→ **Rows**

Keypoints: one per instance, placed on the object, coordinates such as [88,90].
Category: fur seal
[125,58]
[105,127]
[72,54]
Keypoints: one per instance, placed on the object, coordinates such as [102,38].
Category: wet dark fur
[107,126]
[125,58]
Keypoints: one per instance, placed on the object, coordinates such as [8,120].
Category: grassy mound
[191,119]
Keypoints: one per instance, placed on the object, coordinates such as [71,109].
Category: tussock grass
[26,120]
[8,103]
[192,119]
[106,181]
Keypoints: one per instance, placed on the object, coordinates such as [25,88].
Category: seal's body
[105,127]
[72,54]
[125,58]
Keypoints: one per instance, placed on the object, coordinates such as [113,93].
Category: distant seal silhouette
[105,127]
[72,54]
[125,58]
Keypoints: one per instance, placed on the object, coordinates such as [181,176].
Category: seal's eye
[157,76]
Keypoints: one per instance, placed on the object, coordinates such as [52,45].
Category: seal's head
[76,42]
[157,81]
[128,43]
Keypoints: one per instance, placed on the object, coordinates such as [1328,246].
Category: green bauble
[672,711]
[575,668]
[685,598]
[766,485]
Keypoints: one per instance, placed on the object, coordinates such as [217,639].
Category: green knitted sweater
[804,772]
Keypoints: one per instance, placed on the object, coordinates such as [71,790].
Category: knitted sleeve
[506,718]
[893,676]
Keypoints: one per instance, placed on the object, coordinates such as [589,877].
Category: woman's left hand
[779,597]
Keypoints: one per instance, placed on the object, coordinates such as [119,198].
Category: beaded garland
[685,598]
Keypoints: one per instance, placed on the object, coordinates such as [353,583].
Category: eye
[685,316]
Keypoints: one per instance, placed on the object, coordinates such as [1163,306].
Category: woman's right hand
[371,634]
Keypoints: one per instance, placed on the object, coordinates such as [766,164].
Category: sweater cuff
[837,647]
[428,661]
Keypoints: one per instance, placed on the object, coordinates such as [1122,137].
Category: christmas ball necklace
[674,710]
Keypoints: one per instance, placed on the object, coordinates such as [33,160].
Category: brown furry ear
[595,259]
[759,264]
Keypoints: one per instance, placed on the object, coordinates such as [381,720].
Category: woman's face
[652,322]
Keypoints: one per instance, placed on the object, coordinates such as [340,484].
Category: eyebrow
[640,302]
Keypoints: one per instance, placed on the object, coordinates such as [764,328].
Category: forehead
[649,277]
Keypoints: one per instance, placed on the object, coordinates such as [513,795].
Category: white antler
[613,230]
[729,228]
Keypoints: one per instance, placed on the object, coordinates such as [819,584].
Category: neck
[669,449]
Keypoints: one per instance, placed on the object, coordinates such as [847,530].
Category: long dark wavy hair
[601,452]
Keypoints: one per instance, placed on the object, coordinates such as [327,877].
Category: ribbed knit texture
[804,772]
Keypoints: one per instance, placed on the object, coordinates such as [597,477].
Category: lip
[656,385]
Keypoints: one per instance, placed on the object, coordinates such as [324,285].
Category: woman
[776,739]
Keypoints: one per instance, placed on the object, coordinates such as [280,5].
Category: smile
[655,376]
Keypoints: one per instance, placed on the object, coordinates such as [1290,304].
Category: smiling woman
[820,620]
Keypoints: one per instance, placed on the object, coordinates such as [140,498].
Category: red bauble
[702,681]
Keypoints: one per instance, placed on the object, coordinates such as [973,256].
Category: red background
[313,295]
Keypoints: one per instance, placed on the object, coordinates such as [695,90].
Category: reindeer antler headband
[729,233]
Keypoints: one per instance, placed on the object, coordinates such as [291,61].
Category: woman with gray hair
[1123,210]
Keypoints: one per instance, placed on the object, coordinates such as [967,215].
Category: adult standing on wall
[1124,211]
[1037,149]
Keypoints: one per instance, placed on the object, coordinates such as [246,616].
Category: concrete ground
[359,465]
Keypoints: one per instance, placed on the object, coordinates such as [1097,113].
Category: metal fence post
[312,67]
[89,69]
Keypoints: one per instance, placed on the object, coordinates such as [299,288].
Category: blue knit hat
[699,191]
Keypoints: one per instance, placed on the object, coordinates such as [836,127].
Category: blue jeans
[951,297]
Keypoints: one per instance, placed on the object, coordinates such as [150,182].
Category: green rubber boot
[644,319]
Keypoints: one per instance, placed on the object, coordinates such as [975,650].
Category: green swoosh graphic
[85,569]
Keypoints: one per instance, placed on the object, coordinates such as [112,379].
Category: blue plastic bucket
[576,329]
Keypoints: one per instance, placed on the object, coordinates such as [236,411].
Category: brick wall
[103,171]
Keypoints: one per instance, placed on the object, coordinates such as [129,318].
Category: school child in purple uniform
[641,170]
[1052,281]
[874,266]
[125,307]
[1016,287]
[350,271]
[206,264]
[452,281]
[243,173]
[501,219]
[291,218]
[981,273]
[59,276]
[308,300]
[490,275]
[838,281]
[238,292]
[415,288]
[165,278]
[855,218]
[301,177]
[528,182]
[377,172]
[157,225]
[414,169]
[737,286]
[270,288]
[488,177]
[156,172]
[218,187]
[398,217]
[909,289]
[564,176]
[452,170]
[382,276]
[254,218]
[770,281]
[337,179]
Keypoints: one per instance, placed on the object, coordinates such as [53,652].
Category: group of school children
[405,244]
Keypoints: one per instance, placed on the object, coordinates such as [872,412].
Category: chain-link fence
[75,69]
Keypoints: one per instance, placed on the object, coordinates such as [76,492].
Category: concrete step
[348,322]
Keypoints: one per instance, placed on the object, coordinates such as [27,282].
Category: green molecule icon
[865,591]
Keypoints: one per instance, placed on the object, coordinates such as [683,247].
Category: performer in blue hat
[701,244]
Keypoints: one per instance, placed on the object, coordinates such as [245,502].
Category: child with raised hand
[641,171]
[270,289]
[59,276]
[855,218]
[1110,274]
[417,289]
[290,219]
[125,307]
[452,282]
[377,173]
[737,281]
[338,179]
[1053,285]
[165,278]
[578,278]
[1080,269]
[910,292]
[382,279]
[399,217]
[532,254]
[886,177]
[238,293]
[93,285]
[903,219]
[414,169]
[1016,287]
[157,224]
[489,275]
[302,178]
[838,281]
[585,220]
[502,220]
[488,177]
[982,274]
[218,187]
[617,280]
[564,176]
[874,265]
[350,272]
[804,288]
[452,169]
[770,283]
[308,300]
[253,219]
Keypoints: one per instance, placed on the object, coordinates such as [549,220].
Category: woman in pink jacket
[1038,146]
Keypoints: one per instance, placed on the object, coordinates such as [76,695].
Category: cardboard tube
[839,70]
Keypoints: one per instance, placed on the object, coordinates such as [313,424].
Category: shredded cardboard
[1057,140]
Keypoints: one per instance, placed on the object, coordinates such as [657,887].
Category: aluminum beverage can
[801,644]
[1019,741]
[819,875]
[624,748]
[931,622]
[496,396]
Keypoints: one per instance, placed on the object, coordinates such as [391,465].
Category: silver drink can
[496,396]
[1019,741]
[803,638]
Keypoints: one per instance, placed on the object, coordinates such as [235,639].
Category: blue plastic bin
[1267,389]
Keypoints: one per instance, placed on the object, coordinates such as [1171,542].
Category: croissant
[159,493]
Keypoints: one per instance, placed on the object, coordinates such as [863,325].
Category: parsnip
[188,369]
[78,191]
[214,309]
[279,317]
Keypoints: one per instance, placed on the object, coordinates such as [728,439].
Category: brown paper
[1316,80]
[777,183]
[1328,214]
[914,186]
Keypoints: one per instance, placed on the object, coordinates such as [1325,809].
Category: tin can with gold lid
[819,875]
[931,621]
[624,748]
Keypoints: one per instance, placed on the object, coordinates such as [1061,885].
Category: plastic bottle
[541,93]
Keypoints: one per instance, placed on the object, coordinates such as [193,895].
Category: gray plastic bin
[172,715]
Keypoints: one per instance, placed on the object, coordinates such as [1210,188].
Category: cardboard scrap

→ **Stated goal**
Can you reproduce every line of the records, beginning with the line containing "such as [391,465]." and continuing through the end of the records, with 82 added to each number in the answer coordinates?

→ **Correct response**
Keypoints: one per instance, placed on the object, coordinates such as [391,465].
Category: silver drink can
[578,478]
[1101,823]
[885,720]
Keypoints: one per instance, placed on the object, coordinates such as [235,639].
Category: blue plastic bin
[1349,471]
Keypoints: one per instance, placed on the object, coordinates such as [1171,542].
Category: croissant
[241,575]
Keypoints: one per instance, placed on the object, coordinates such as [863,325].
Category: parsnip
[270,451]
[160,273]
[296,391]
[361,399]
Keypoints: one per instance, placed on the object, coordinates such as [728,439].
Category: brown paper
[1398,162]
[859,265]
[1410,296]
[996,268]
Keypoints: one per instance, placed on the object, coordinates such as [1325,809].
Category: tin can with gold lid
[901,957]
[1013,703]
[706,830]
Keypoints: one per instance, placed on the object, coordinates such as [1061,885].
Category: plastic bottle
[623,175]
Keypoints: one per instance, placed on the object, coordinates such as [193,895].
Category: gray plastic bin
[254,797]
Keypoints: one per instance, placed on the object, coordinates such as [1210,188].
Category: cardboard scrap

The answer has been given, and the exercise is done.